*Request*: Extract all data as written.

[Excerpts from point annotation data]
· · · · ·
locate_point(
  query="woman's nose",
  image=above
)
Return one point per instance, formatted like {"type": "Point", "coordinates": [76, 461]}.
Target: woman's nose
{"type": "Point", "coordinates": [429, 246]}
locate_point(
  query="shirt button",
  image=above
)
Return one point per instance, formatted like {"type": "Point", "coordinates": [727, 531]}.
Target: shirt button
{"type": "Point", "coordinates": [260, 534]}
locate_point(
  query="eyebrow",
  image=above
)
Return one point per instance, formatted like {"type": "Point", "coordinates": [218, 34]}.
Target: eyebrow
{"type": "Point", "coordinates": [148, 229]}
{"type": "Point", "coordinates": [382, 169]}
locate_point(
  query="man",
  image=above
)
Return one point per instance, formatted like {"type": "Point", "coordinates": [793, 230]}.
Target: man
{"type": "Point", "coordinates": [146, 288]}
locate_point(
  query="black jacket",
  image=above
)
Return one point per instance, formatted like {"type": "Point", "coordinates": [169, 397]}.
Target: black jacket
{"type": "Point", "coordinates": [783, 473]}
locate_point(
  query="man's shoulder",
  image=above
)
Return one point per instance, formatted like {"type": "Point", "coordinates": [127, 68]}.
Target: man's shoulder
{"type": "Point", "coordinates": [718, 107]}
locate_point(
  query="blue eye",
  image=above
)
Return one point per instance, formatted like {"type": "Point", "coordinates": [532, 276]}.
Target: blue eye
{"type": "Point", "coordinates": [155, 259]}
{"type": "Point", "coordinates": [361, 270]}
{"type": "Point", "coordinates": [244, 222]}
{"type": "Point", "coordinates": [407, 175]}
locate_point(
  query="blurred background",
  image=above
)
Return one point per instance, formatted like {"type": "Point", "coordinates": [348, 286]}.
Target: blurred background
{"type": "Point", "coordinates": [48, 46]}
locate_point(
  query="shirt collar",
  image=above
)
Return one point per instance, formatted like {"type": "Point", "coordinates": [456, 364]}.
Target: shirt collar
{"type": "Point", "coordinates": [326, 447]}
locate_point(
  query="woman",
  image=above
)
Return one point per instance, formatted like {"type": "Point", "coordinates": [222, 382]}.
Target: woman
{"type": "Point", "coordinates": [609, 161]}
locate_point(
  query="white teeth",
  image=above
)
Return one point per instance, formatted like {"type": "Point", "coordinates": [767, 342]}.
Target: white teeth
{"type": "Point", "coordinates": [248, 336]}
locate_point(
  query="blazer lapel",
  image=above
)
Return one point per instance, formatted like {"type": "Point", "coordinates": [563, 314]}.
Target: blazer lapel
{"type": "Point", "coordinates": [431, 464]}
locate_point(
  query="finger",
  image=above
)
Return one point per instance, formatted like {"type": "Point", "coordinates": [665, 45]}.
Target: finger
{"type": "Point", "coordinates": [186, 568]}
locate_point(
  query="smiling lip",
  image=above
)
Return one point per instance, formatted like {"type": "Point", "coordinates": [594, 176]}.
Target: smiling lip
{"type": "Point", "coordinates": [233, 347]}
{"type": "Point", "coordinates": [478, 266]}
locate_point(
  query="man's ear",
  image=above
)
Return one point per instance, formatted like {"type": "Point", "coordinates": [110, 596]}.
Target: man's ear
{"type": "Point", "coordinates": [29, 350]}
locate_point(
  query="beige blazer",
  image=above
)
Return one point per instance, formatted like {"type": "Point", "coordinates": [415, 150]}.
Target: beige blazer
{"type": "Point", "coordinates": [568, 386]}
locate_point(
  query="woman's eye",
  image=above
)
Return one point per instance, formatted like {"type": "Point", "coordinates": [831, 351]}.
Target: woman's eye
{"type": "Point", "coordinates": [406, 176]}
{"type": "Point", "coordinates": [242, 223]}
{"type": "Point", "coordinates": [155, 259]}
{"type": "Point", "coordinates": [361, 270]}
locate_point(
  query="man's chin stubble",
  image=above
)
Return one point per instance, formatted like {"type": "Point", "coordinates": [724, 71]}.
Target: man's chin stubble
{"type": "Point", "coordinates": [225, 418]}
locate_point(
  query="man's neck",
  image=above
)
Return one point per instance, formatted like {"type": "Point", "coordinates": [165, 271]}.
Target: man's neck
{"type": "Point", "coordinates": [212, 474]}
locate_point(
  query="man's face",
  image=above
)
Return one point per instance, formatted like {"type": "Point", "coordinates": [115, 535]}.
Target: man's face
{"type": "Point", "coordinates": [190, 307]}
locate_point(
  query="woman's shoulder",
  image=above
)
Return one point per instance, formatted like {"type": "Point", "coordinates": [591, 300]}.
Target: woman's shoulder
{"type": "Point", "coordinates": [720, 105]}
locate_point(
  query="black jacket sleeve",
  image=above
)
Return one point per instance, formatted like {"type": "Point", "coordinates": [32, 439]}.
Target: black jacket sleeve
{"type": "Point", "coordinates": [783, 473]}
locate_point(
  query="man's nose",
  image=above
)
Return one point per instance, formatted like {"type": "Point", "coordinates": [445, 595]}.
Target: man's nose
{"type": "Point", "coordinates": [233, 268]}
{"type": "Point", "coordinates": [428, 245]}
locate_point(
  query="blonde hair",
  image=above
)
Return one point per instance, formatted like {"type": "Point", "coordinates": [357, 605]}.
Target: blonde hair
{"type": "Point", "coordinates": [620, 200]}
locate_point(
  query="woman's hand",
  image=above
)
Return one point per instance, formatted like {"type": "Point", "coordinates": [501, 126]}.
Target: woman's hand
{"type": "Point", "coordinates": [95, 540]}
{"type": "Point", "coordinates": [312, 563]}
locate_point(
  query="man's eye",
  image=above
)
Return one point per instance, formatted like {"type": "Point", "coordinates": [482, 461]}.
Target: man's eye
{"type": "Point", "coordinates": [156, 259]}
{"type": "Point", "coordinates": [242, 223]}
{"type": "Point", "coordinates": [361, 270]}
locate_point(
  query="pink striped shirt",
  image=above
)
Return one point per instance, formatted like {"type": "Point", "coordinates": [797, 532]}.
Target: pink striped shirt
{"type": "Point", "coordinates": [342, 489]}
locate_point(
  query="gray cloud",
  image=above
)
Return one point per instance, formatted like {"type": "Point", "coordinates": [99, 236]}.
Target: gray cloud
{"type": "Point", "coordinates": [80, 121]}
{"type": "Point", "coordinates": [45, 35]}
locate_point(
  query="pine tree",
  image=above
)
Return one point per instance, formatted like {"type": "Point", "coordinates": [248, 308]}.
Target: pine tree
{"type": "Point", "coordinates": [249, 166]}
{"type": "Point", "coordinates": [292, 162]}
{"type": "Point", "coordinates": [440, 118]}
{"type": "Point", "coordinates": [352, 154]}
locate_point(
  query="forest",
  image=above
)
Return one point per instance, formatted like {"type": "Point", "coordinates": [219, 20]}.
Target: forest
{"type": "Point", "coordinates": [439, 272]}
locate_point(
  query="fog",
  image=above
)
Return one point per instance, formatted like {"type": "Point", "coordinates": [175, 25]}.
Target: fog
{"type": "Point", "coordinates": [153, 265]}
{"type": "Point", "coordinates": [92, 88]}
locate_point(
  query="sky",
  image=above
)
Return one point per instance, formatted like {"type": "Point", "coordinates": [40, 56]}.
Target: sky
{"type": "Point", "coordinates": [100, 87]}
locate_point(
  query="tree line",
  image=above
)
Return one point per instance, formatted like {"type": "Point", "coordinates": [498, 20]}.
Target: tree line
· · · · ·
*Output for this exercise*:
locate_point(
  query="woman's nose",
  image=above
)
Return one point per instance, formatted like {"type": "Point", "coordinates": [76, 461]}.
Target: woman's nose
{"type": "Point", "coordinates": [429, 246]}
locate_point(
  query="shirt button",
  image=above
)
Return one point per instance, formatted like {"type": "Point", "coordinates": [727, 531]}.
Target: shirt button
{"type": "Point", "coordinates": [260, 534]}
locate_point(
  query="eyebrow",
  image=above
)
Return one point per instance, formatted like {"type": "Point", "coordinates": [218, 34]}.
Target: eyebrow
{"type": "Point", "coordinates": [148, 229]}
{"type": "Point", "coordinates": [382, 169]}
locate_point(
  query="man",
  image=above
)
Return one point per instance, formatted like {"type": "Point", "coordinates": [793, 230]}.
Target: man
{"type": "Point", "coordinates": [146, 288]}
locate_point(
  query="black jacket",
  image=above
)
Return one point per instance, formatted like {"type": "Point", "coordinates": [169, 397]}.
Target: black jacket
{"type": "Point", "coordinates": [783, 473]}
locate_point(
  query="man's shoulder",
  image=above
)
Return one point per instance, formatted like {"type": "Point", "coordinates": [127, 68]}.
Target: man's shoulder
{"type": "Point", "coordinates": [718, 107]}
locate_point(
  query="blue eye",
  image=above
)
Return one point per instance, formatted like {"type": "Point", "coordinates": [532, 276]}.
Target: blue eye
{"type": "Point", "coordinates": [155, 259]}
{"type": "Point", "coordinates": [361, 270]}
{"type": "Point", "coordinates": [244, 222]}
{"type": "Point", "coordinates": [407, 175]}
locate_point(
  query="blurred background",
  image=above
)
Return one point per instance, formatted like {"type": "Point", "coordinates": [348, 286]}.
Target: blurred background
{"type": "Point", "coordinates": [48, 46]}
locate_point(
  query="shirt collar",
  image=above
)
Return one point per instance, formatted like {"type": "Point", "coordinates": [456, 364]}.
Target: shirt collar
{"type": "Point", "coordinates": [326, 447]}
locate_point(
  query="woman",
  image=above
)
Return one point per instance, formatted like {"type": "Point", "coordinates": [222, 382]}.
Target: woman
{"type": "Point", "coordinates": [609, 161]}
locate_point(
  query="white teeth",
  image=above
)
Return one point per instance, formatted like {"type": "Point", "coordinates": [767, 342]}.
Target: white teeth
{"type": "Point", "coordinates": [248, 336]}
locate_point(
  query="blazer lapel",
  image=above
)
Return one point per instance, formatted like {"type": "Point", "coordinates": [563, 314]}.
Target: blazer lapel
{"type": "Point", "coordinates": [431, 464]}
locate_point(
  query="finger",
  image=above
)
Return one point per instance, formatted like {"type": "Point", "coordinates": [665, 45]}.
Target: finger
{"type": "Point", "coordinates": [186, 568]}
locate_point(
  query="smiling lip",
  image=above
)
Return one point per instance, formatted like {"type": "Point", "coordinates": [594, 176]}.
Target: smiling lip
{"type": "Point", "coordinates": [233, 347]}
{"type": "Point", "coordinates": [478, 266]}
locate_point(
  query="man's ear",
  image=above
)
Return one point per instance, formatted like {"type": "Point", "coordinates": [110, 596]}.
Target: man's ear
{"type": "Point", "coordinates": [29, 350]}
locate_point(
  query="beige blazer",
  image=above
)
Return one point per instance, formatted like {"type": "Point", "coordinates": [415, 150]}.
Target: beige blazer
{"type": "Point", "coordinates": [568, 386]}
locate_point(
  query="woman's eye",
  image=above
)
Return one point per instance, formatted like {"type": "Point", "coordinates": [831, 351]}.
Target: woman's eye
{"type": "Point", "coordinates": [406, 176]}
{"type": "Point", "coordinates": [242, 223]}
{"type": "Point", "coordinates": [155, 259]}
{"type": "Point", "coordinates": [361, 270]}
locate_point(
  query="man's chin stubble",
  image=above
)
Return one point per instance, formatted like {"type": "Point", "coordinates": [724, 71]}.
Target: man's chin stubble
{"type": "Point", "coordinates": [225, 418]}
locate_point(
  query="man's neck",
  image=above
)
Return one point per instance, formatted like {"type": "Point", "coordinates": [165, 271]}.
Target: man's neck
{"type": "Point", "coordinates": [212, 474]}
locate_point(
  query="man's face",
  image=above
)
Return one point per instance, formatted like {"type": "Point", "coordinates": [115, 535]}.
Target: man's face
{"type": "Point", "coordinates": [190, 307]}
locate_point(
  query="woman's shoulder",
  image=above
)
Return one point per instance, formatted like {"type": "Point", "coordinates": [591, 300]}.
Target: woman's shoulder
{"type": "Point", "coordinates": [720, 105]}
locate_point(
  query="black jacket sleeve",
  image=above
)
Return one point per instance, formatted like {"type": "Point", "coordinates": [32, 439]}.
Target: black jacket sleeve
{"type": "Point", "coordinates": [783, 473]}
locate_point(
  query="man's nose",
  image=above
)
Return one point per instance, formatted like {"type": "Point", "coordinates": [445, 595]}.
Target: man's nose
{"type": "Point", "coordinates": [233, 268]}
{"type": "Point", "coordinates": [428, 245]}
locate_point(
  query="blonde hair",
  image=above
)
Return one point per instance, formatted like {"type": "Point", "coordinates": [357, 605]}.
Target: blonde hair
{"type": "Point", "coordinates": [620, 200]}
locate_point(
  query="woman's hand",
  image=above
)
Return one point per instance, formatted like {"type": "Point", "coordinates": [501, 126]}.
Target: woman's hand
{"type": "Point", "coordinates": [95, 540]}
{"type": "Point", "coordinates": [312, 563]}
locate_point(
  query="man's eye",
  image=above
)
Return one point per instance, formatted like {"type": "Point", "coordinates": [482, 461]}.
Target: man's eye
{"type": "Point", "coordinates": [156, 259]}
{"type": "Point", "coordinates": [242, 223]}
{"type": "Point", "coordinates": [361, 270]}
locate_point(
  query="pink striped shirt",
  image=above
)
Return one point per instance, formatted like {"type": "Point", "coordinates": [797, 532]}.
Target: pink striped shirt
{"type": "Point", "coordinates": [342, 489]}
locate_point(
  query="gray cloud",
  image=above
)
Return one point per instance, formatted like {"type": "Point", "coordinates": [99, 236]}.
Target: gray cloud
{"type": "Point", "coordinates": [80, 121]}
{"type": "Point", "coordinates": [45, 35]}
locate_point(
  query="pine tree",
  image=above
)
Return one point per instance, formatted like {"type": "Point", "coordinates": [248, 308]}.
Target: pine tree
{"type": "Point", "coordinates": [249, 166]}
{"type": "Point", "coordinates": [292, 162]}
{"type": "Point", "coordinates": [440, 118]}
{"type": "Point", "coordinates": [352, 154]}
locate_point(
  query="forest",
  image=above
)
Return one point per instance, formatted like {"type": "Point", "coordinates": [219, 20]}.
Target: forest
{"type": "Point", "coordinates": [439, 272]}
locate_point(
  query="fog",
  image=above
)
Return one point per instance, formatted like {"type": "Point", "coordinates": [175, 25]}.
Target: fog
{"type": "Point", "coordinates": [153, 265]}
{"type": "Point", "coordinates": [92, 88]}
locate_point(
  query="sky",
  image=above
)
Return one point per instance, formatted like {"type": "Point", "coordinates": [40, 56]}.
Target: sky
{"type": "Point", "coordinates": [100, 87]}
locate_point(
  query="tree line",
  image=above
)
Return one point per instance, formatted like {"type": "Point", "coordinates": [498, 20]}.
Target: tree line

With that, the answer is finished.